- [Work instruction]: Copy the radiosurgery text from the words "Radiosurgery is being" through "good patient outcomes.", and swap "hospital" for "clinic".

- [Quoted passage]:

● ● ● ●

It is non-invasive and does not harm surrounding healthy tissue.
Radiosurgery is being used across the world to control malignant and non-malignant tumors, as well as vascular and functional disorders in the brain. Despite the surgery involving delicate brain tissue, patients are typically in and out of the hospital in a day or two. Treatment can also be done in an outpatient setting which means most patients can go home on the same day.
This game-changing machine is referred to as the gold standard of intracranial radiosurgery because of its perfect precision and good patient outcomes.
Radiation oncologist at Milpark, Dr Chris Jordaan, says, “As well as metastasis where we have achieved local control in 90% of cases, we have also had a lot of success with:
- Meningioma – a tumor that forms on membranes that cover the brain and spinal cord just inside the skull which is often not accessible with traditional surgery.
- Pituitary adenoma – a tumor that occurs in the pituitary gland which we can’t remove with traditional surgery. Here, the Gamma Knife also prevents regrowth in about 95% of patients. If the tumor secretes hormones, we can control this in about 70% of cases.

● ● ● ●

(Natural-language object grounding data)
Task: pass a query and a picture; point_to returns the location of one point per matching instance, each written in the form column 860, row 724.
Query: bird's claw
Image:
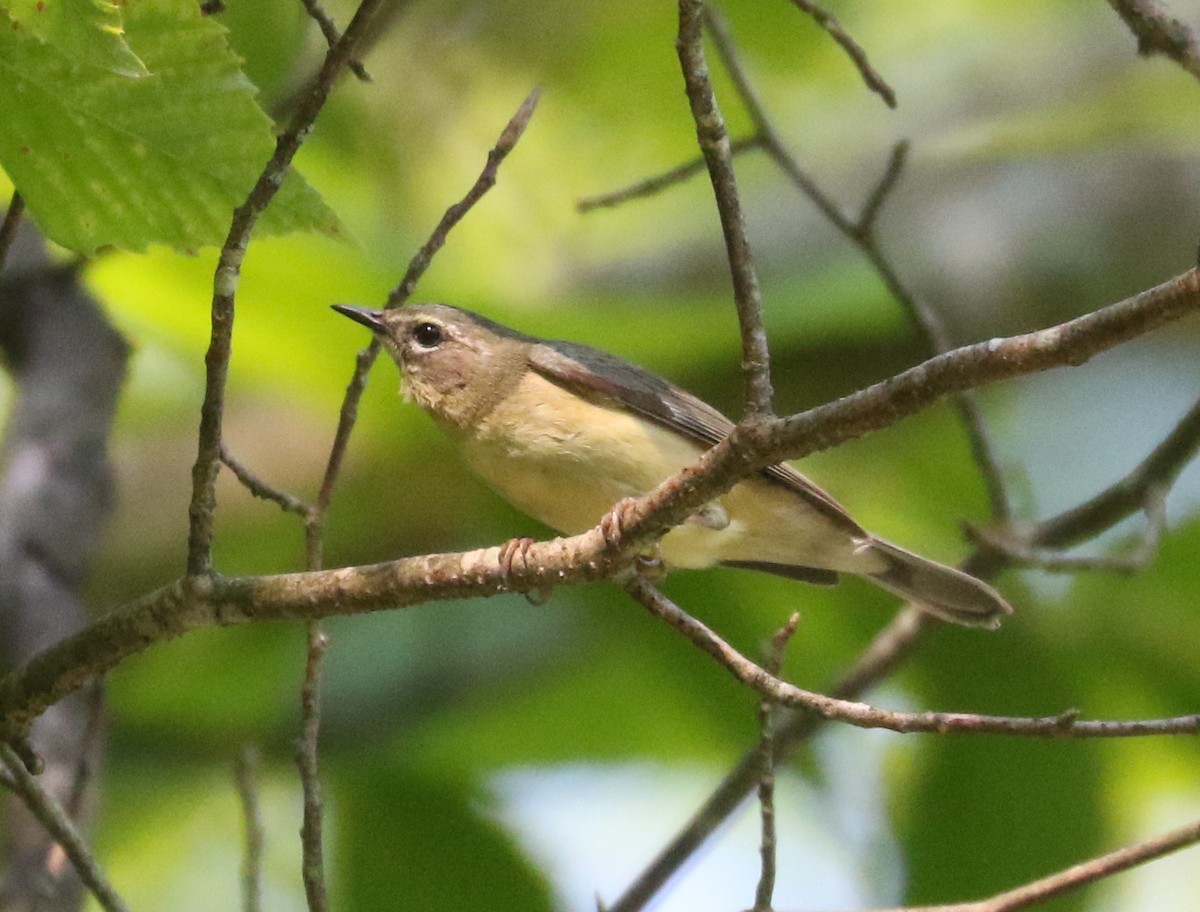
column 509, row 552
column 612, row 523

● ● ● ●

- [Problem solution]:
Radiosurgery is being used across the world to control malignant and non-malignant tumors, as well as vascular and functional disorders in the brain. Despite the surgery involving delicate brain tissue, patients are typically in and out of the clinic in a day or two. Treatment can also be done in an outpatient setting which means most patients can go home on the same day.
This game-changing machine is referred to as the gold standard of intracranial radiosurgery because of its perfect precision and good patient outcomes.